§ **Set problem**: Rewrite all of the items below as a single numbered list, omitting any blank lines.

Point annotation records
- - - - - - -

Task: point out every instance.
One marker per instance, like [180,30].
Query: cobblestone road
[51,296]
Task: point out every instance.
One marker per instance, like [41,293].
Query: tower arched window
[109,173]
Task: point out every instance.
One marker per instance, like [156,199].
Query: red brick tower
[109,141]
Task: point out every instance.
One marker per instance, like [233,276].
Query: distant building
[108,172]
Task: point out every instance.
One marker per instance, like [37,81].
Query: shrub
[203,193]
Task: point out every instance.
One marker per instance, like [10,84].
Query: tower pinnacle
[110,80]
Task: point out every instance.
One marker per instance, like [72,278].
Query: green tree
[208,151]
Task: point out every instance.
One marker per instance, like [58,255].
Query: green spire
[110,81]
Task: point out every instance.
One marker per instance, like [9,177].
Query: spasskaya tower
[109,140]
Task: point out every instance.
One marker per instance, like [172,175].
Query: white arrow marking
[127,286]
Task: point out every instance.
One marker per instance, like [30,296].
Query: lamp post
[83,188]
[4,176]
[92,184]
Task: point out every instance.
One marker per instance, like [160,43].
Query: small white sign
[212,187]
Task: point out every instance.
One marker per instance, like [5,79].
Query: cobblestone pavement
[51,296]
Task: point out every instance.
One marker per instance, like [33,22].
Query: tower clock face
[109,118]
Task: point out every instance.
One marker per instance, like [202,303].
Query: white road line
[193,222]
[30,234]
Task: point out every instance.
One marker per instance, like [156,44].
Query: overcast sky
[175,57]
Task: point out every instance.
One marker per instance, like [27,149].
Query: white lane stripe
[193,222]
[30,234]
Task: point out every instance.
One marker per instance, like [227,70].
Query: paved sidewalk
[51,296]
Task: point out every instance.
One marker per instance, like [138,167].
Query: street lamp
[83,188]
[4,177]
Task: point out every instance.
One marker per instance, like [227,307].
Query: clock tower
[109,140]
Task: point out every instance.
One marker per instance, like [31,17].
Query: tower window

- - - - - - -

§ **Response to the task**:
1. Task: point out every instance.
2. One marker per instance, like [180,30].
3. Query: cobblestone road
4. [51,296]
5. Task: point out every instance.
6. One marker per instance, like [41,293].
7. Query: tower arched window
8. [109,173]
9. Task: point out every instance.
10. One marker per instance, like [156,199].
11. Query: red brick tower
12. [109,141]
13. Task: point out every instance.
14. One marker per instance, like [233,276].
15. Query: distant building
16. [108,172]
17. Task: point out every instance.
18. One marker per instance, like [37,81].
19. Query: shrub
20. [203,193]
21. Task: point out every instance.
22. One marker per instance, like [10,84].
23. Query: tower pinnacle
24. [110,80]
25. Task: point out every instance.
26. One marker per instance, like [72,278].
27. Query: green tree
28. [208,151]
29. Task: point out every instance.
30. One marker per instance, like [58,255].
31. Query: green spire
32. [110,81]
33. Task: point out every instance.
34. One marker per instance, like [9,177].
35. Query: spasskaya tower
36. [109,140]
37. Task: point out every instance.
38. One marker per instance, like [172,175].
39. Query: white arrow marking
40. [127,286]
41. Task: point out every instance.
42. One marker per instance, like [30,296].
43. Query: lamp post
44. [83,188]
45. [4,176]
46. [92,184]
47. Task: point out every instance.
48. One marker per instance, like [160,43].
49. Query: small white sign
50. [212,187]
51. Task: point out every instance.
52. One marker per instance, like [5,79].
53. Query: cobblestone pavement
54. [51,296]
55. Task: point out every instance.
56. One marker per instance, like [33,22].
57. Query: tower clock face
58. [109,118]
59. Task: point out every instance.
60. One marker per instance, like [202,303].
61. Query: white road line
62. [193,222]
63. [30,234]
64. Task: point out every instance.
65. One marker per instance, like [156,44].
66. Query: overcast sky
67. [175,57]
68. Task: point out every instance.
69. One marker per instance, like [27,149].
70. Query: white lane stripe
71. [193,222]
72. [30,234]
73. Task: point out every instance.
74. One marker per instance, like [227,70].
75. Query: paved sidewalk
76. [51,296]
77. Task: point out every instance.
78. One marker per instance, like [138,167].
79. Query: street lamp
80. [83,188]
81. [4,177]
82. Task: point out every instance.
83. One marker per instance, like [227,307].
84. Query: clock tower
85. [109,140]
86. Task: point out every instance.
87. One marker per instance, like [31,17].
88. Query: tower window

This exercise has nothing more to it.